▶ **WHAT TO WORK ON**:
Output every line below exactly.

>> Begin DATASET EXTRACT

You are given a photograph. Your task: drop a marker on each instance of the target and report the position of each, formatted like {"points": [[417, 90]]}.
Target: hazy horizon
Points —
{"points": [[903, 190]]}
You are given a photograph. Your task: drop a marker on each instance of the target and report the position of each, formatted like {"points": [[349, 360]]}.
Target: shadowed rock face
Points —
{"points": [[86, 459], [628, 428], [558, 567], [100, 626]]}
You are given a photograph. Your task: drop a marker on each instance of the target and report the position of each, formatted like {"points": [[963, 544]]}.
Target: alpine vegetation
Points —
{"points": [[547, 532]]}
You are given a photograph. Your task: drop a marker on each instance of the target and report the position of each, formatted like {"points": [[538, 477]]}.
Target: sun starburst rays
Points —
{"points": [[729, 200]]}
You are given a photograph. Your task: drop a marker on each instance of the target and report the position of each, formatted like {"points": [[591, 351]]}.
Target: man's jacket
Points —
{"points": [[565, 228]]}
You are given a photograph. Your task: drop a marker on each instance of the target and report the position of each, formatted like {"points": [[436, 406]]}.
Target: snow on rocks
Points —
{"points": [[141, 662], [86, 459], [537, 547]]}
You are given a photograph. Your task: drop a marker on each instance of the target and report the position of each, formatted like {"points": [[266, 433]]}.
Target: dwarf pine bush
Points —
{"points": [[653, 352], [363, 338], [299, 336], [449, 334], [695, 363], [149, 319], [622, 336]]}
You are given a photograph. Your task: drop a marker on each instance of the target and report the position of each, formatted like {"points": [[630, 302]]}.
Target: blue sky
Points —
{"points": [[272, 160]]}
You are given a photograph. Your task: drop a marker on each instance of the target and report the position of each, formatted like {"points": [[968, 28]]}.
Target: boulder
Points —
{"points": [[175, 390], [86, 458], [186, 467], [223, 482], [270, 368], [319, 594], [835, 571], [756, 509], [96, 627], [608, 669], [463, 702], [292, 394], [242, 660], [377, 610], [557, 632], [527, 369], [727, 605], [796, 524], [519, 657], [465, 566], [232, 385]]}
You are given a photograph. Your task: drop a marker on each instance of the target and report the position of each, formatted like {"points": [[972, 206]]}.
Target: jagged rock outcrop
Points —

>> End DATASET EXTRACT

▶ **WRITTEN RESPONSE**:
You are given a photograph. Your task: drop a marker on each instance of the target and report the position of each, formatted like {"points": [[417, 90]]}.
Target: hazy horizon
Points —
{"points": [[903, 190]]}
You are given a photograph. Your task: drop a marker on each instance of the target and report the position of each, formatted like {"points": [[349, 360]]}.
Target: shadowed rock face
Points —
{"points": [[86, 459], [628, 428], [558, 567], [100, 626]]}
You are given a photograph. Your task: drop a marker on each instance of the target and report the position of each, formatted like {"points": [[963, 544]]}.
Target: alpine vegetation
Points —
{"points": [[547, 532]]}
You are given a photograph. Your task: drop a marker on each instance of the target and report the position of each, formatted like {"points": [[538, 477]]}.
Target: sun starburst rays
Points —
{"points": [[729, 200]]}
You are given a photograph. Your task: drop a marker on each instance of the target and report the position of each, formatted like {"points": [[591, 351]]}.
Target: man's jacket
Points —
{"points": [[565, 228]]}
You are given a photograph. Your task: drop a marker on each instance of the target and report the position of each, formatted like {"points": [[436, 406]]}.
Target: snow on rocks
Points —
{"points": [[141, 662], [86, 459], [537, 547]]}
You are given a photograph. Your task: drop a marker on each instance of the target and report the position of each, formatted like {"points": [[266, 433]]}.
Target: dwarf pine bush
Points —
{"points": [[653, 352], [363, 338], [299, 336], [449, 334], [695, 363], [149, 319], [622, 336]]}
You are given a photograph. Your task: drop a marker on each instance of the target and report the position of each, formatted like {"points": [[630, 302]]}.
Target: blue sky
Points —
{"points": [[272, 160]]}
You are given a photograph. Your task: drop a marker on each instance of the target and report the position of each, formatted like {"points": [[968, 28]]}.
Target: boulder
Points —
{"points": [[175, 390], [86, 458], [186, 467], [223, 482], [270, 368], [319, 594], [835, 571], [756, 509], [96, 627], [608, 669], [463, 702], [292, 394], [242, 660], [377, 610], [557, 632], [527, 369], [727, 605], [796, 524], [519, 657], [465, 566], [232, 385]]}
You are given a photograph. Your task: drop a marker on each instance of the target and report the position of each, formatted like {"points": [[972, 206]]}.
Target: jagged rock outcrop
Points —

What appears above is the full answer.